■ **Instructions for the task**
Reproduce all entries verbatim, with nothing added or dropped.

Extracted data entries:
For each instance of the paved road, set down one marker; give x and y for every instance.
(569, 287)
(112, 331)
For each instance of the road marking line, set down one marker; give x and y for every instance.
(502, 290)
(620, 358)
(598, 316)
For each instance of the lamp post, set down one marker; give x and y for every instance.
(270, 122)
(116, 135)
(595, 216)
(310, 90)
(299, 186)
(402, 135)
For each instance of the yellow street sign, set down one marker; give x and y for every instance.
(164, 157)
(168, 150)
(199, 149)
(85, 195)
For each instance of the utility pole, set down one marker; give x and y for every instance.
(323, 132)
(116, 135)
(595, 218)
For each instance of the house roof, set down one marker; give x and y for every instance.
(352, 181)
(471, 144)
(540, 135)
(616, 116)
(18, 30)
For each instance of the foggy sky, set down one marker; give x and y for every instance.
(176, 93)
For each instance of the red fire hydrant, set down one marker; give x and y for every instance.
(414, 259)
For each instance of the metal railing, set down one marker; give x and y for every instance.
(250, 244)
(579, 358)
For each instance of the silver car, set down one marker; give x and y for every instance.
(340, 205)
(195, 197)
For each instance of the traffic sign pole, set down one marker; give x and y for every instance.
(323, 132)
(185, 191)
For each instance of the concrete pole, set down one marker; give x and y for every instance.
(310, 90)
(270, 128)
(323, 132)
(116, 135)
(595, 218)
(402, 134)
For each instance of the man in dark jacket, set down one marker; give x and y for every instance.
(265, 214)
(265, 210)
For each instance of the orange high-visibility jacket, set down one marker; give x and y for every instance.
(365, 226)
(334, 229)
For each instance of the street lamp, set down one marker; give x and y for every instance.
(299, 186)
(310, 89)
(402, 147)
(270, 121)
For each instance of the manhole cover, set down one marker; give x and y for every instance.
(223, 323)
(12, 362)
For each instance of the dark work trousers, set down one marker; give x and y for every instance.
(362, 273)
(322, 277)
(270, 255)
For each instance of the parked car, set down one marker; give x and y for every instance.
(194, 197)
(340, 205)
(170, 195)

■ **Task result**
For each instance of the paved road, set down one marker; give x and y for every instance.
(569, 287)
(112, 331)
For each instance of the road marking line, set down one marker; give x and y for every instance.
(502, 290)
(620, 358)
(598, 316)
For each instance of the lamp post, set down one marker; give x and y for every instance.
(270, 122)
(116, 135)
(595, 216)
(310, 90)
(299, 186)
(402, 135)
For each instance of the yellow street sign, set down one marker; give x and y for every instance.
(164, 157)
(168, 150)
(199, 149)
(85, 195)
For each instance of the utility pole, set down one marker; give x and y for every instance.
(323, 132)
(116, 135)
(595, 218)
For each instance of the house roof, set down one marker; give x and y for every instance.
(352, 181)
(471, 144)
(540, 135)
(616, 116)
(18, 30)
For each instance of the foggy sky, set down one marker; give x and y for every instance.
(176, 93)
For each instance of the red fire hydrant, set down one marker; give x and y for every instance.
(414, 259)
For each instance of the metal railing, set down one marker; give x and y for every instance.
(250, 244)
(579, 358)
For each instance of the silver car, set down one marker; give x and y for every instance.
(340, 205)
(195, 197)
For each instance of the traffic sign pole, set down one marker; give x and y for every instance.
(323, 132)
(185, 191)
For each instance of the concrete pole, set down one marker; give x and y for every instance.
(310, 90)
(270, 128)
(323, 132)
(116, 135)
(595, 218)
(402, 134)
For each instance of the man in dark jacket, set down one marker; give x and y for every instance.
(265, 214)
(265, 210)
For each instance of the orange high-visibility jacket, set down one marker; give x and y for every instance.
(365, 226)
(334, 229)
For each instance of the street lamp, set down one marker; give x and y for every instance.
(299, 186)
(310, 89)
(402, 147)
(270, 121)
For each instance of the manhole cover, set down one marker; give x and y for every instance.
(223, 323)
(12, 362)
For each instance of the dark work trousers, set down one marker; give x and y for every instance.
(362, 273)
(322, 277)
(270, 255)
For each instance of the parked car, set down one marker; give x and y for every instance.
(194, 197)
(340, 205)
(170, 195)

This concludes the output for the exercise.